**Your goal**
Show each line of the data below in which "grass" occurs.

(Source data)

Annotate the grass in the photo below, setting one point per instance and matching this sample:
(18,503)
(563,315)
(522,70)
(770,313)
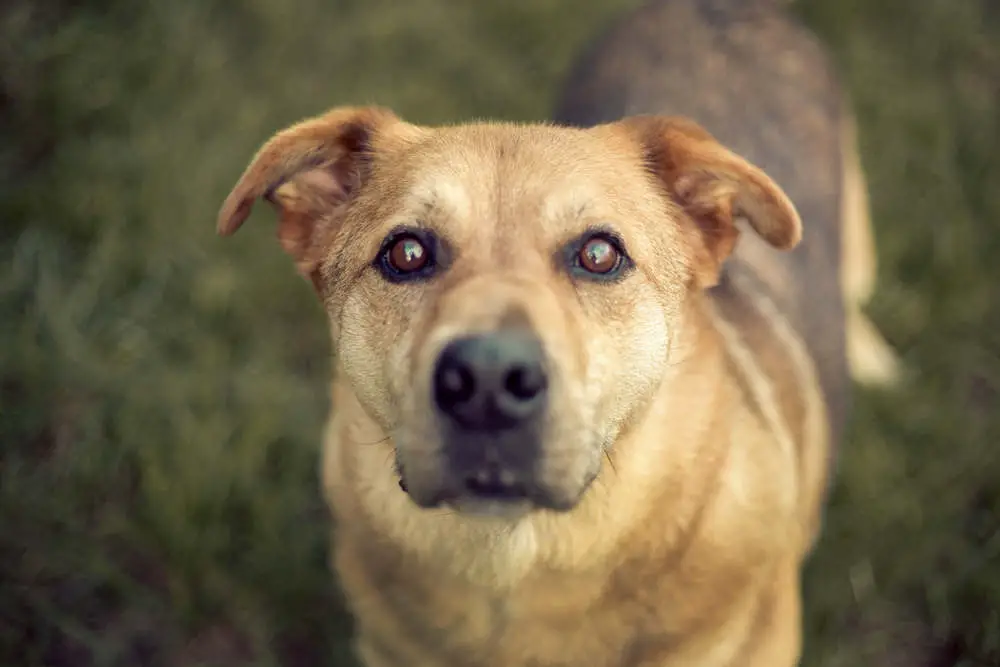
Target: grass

(End Source data)

**Exercise answer**
Annotate the grass in the photo below, setting one point per instance and matching this sample:
Target: grass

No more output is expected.